Format the lines below as a JSON list of strings, with one string per line and no blank lines. Leave the pictures out of your answer.

═══ RECORDED DATA ═══

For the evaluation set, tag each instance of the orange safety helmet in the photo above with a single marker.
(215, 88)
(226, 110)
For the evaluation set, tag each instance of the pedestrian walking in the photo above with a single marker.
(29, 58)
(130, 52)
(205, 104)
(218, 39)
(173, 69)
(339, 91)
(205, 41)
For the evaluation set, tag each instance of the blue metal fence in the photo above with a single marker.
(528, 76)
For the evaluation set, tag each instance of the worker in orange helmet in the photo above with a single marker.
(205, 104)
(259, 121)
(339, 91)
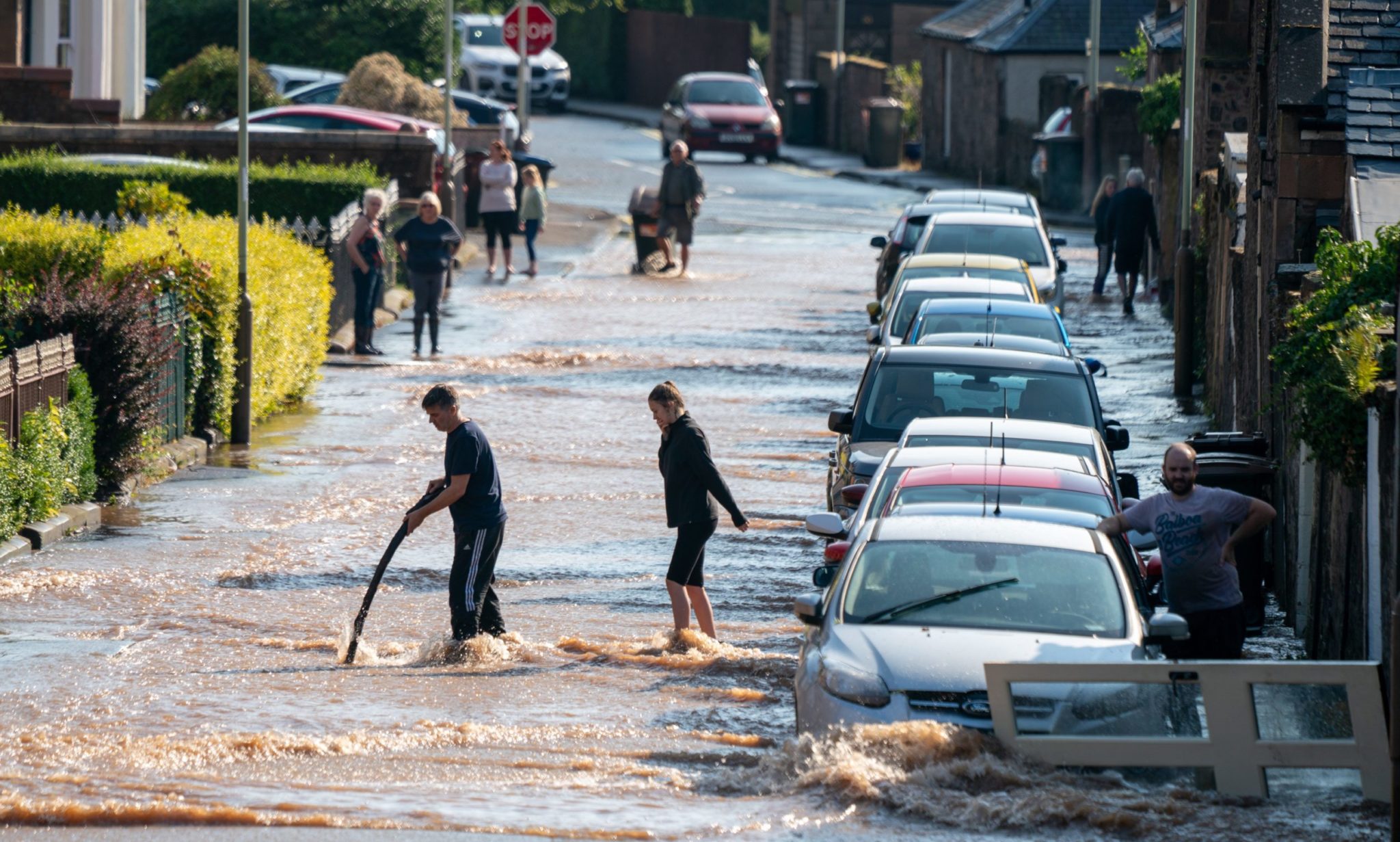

═══

:: FINISHED EXERCISE ::
[
  "For the evaluation set, tag each instance of the orange safety helmet in the photo above with a single marker.",
  "(215, 88)",
  "(226, 110)",
  "For the evaluation set, tag each instance of the pedestrian walking in the photo above with a single marker.",
  "(29, 58)",
  "(130, 52)",
  "(205, 104)",
  "(218, 39)",
  "(173, 69)",
  "(339, 91)",
  "(205, 41)",
  "For the evaluation set, tag each instance of the blue metal fence in the photo above with a single marker.",
  "(528, 76)",
  "For the evaluation set, tag each instance of the worker in orange helmet in the photo above with a single marker.",
  "(205, 104)",
  "(259, 121)",
  "(339, 91)"
]